◆ **DATA IN THIS EXERCISE**:
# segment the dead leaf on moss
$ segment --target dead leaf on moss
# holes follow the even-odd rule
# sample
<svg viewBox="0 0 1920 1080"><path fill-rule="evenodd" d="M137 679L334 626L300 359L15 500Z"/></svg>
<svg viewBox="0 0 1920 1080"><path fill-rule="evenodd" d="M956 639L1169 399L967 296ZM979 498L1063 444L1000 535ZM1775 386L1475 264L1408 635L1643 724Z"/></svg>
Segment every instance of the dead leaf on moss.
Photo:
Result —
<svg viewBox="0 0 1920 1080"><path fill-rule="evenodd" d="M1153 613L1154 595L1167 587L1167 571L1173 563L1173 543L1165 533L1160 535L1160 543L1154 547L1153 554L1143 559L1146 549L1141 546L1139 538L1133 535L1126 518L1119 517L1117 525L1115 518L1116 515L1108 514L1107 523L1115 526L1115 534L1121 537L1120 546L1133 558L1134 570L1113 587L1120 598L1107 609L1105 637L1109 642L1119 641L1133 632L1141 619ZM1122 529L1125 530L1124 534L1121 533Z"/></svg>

◆ **REQUIRED ACTION**: Determine how many lines of the listing contain the string "dead", and give only the number.

◆ **EXERCISE OUTPUT**: 3